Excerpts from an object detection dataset
-----

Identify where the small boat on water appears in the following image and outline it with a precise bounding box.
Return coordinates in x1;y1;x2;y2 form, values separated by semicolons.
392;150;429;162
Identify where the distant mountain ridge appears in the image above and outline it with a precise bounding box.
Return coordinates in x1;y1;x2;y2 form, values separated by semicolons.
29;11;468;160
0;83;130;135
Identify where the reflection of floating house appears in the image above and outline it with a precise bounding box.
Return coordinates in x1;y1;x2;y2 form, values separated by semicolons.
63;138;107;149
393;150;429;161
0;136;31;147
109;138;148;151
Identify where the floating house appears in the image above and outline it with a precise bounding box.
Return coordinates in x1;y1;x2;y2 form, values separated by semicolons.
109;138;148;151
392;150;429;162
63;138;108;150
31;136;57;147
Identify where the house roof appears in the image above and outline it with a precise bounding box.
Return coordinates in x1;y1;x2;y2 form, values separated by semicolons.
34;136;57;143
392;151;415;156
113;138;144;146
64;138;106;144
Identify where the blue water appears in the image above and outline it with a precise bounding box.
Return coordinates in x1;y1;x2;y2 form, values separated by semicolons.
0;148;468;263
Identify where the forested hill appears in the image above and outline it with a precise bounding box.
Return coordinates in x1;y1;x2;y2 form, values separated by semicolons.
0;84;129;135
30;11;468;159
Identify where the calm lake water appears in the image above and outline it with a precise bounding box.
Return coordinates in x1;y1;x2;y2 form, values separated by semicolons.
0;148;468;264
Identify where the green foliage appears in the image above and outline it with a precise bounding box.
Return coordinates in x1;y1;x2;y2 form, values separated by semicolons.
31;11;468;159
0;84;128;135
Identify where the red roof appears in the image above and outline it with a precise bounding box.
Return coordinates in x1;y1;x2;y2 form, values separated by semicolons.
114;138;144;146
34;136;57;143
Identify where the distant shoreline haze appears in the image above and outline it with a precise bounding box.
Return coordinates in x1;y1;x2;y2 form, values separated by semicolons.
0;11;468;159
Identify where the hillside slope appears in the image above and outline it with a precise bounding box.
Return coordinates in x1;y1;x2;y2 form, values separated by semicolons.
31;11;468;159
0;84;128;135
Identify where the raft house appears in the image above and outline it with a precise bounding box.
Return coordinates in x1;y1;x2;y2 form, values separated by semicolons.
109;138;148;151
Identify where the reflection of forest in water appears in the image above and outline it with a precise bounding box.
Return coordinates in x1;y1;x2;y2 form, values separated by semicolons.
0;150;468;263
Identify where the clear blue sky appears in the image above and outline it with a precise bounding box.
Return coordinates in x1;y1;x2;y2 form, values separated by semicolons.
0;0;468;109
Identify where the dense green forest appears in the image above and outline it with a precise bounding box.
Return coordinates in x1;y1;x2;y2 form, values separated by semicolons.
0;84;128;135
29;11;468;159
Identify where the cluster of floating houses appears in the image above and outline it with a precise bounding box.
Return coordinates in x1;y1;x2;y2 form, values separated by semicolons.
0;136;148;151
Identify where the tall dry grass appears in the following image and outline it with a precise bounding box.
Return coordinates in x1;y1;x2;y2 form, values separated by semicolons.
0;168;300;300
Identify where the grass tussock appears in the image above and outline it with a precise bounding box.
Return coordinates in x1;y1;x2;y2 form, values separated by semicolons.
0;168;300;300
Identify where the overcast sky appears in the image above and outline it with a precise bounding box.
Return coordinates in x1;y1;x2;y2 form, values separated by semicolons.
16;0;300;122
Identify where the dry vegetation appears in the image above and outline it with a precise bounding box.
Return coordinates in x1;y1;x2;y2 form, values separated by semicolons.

-----

(Request) Can you copy the whole listing above word for word, leaving every line unchanged?

(Solution to this task)
Identify where the small boat on water appears in the following image and outline it with a precise bounding box.
Return coordinates in x1;y1;x2;y2 form, values separated by semicolons.
392;150;429;162
Identify where the distant mountain ridge appears in the image above and outline it with a precise bounding box.
Return coordinates in x1;y1;x2;y2 form, values separated by semicolons.
29;11;468;160
0;83;130;135
Identify where the reflection of floating house appears in the image above and outline it with a precise bounding box.
Return coordinates in x1;y1;x2;y2 form, values separated by semicolons.
63;138;107;149
393;150;429;161
0;136;31;147
109;138;148;151
Identify where the floating house appears in the image above and outline it with a precise bounding box.
Return coordinates in x1;y1;x2;y2 form, values separated by semicolons.
109;138;148;151
392;150;429;162
63;138;108;150
31;136;57;147
Identify where the house roof appears in the image above and outline it with a precise bounding box.
Return coordinates in x1;y1;x2;y2 form, values separated by semicolons.
34;136;57;143
392;151;415;156
113;138;144;146
64;138;106;144
Identify where the blue water appears in the image above and outline it with a precise bounding box.
Return coordinates in x1;y1;x2;y2 form, values separated by semicolons.
0;148;468;263
Identify where the forested hill appears in the image above and outline it with a precise bounding box.
Return coordinates in x1;y1;x2;y2 form, values separated by semicolons.
0;84;129;135
30;11;468;159
Identify where the calm lake water appears in the image above and outline it with a precise bounding box.
Return coordinates in x1;y1;x2;y2 form, values separated by semicolons.
0;148;468;264
Identify where the green foliage appears in the image above and outline it with a precise bounding box.
Return coordinates in x1;y1;x2;y2 form, values separated by semicolons.
31;11;468;159
0;84;128;135
Identify where the red roof appears in the image above and outline it with a precise bounding box.
Return coordinates in x1;y1;x2;y2 form, values separated by semicolons.
114;138;144;146
34;136;57;143
Identify where the distant shoreline haze appears in the image above and outline it with a precise bounding box.
Return coordinates in x1;y1;x2;y2 form, values separated by semicolons.
0;11;468;159
Identify where the hillside slope appears in the image above and outline it with a precise bounding box.
Return coordinates in x1;y1;x2;y2 form, values separated by semicolons.
31;11;468;159
0;84;128;135
Identify where the raft house appears in the image above and outline it with a precise bounding box.
Return coordinates in x1;y1;x2;y2 form, values separated by semicolons.
109;138;148;151
Identify where the reflection of forest in water appears in the image above and outline it with a precise bounding box.
Return coordinates in x1;y1;x2;y2 form, values separated by semicolons.
0;150;468;263
Identify where the clear blue sky appears in the image above and outline it with a precise bounding box.
Return coordinates in x1;y1;x2;y2 form, values separated by semicolons.
0;0;468;109
Identify where the dense green forest appears in the image above and outline it with a precise bounding box.
Return coordinates in x1;y1;x2;y2 form, values separated by semicolons.
0;84;128;135
29;11;468;159
Identify where the cluster of floating houses appears in the image above and outline it with a precise bounding box.
Return coordinates in x1;y1;x2;y2 form, values separated by semicolons.
0;136;148;151
Identify where the tall dry grass appears in the following image and outline it with a precise bounding box.
Return coordinates in x1;y1;x2;y2 form, values separated by semicolons.
0;168;300;300
Identify where the grass tussock appears in the image above and outline it with a precise bounding box.
Return coordinates in x1;y1;x2;y2 form, values separated by semicolons.
0;168;300;300
Identify where the overcast sky appears in the image above and outline it with a precise bounding box.
Return coordinates in x1;y1;x2;y2 form, values separated by semicolons.
16;0;300;122
Identify where the dry vegetation appears in the image above and outline it with a precise bounding box.
Return coordinates in x1;y1;x2;y2 form, values separated by semicolons.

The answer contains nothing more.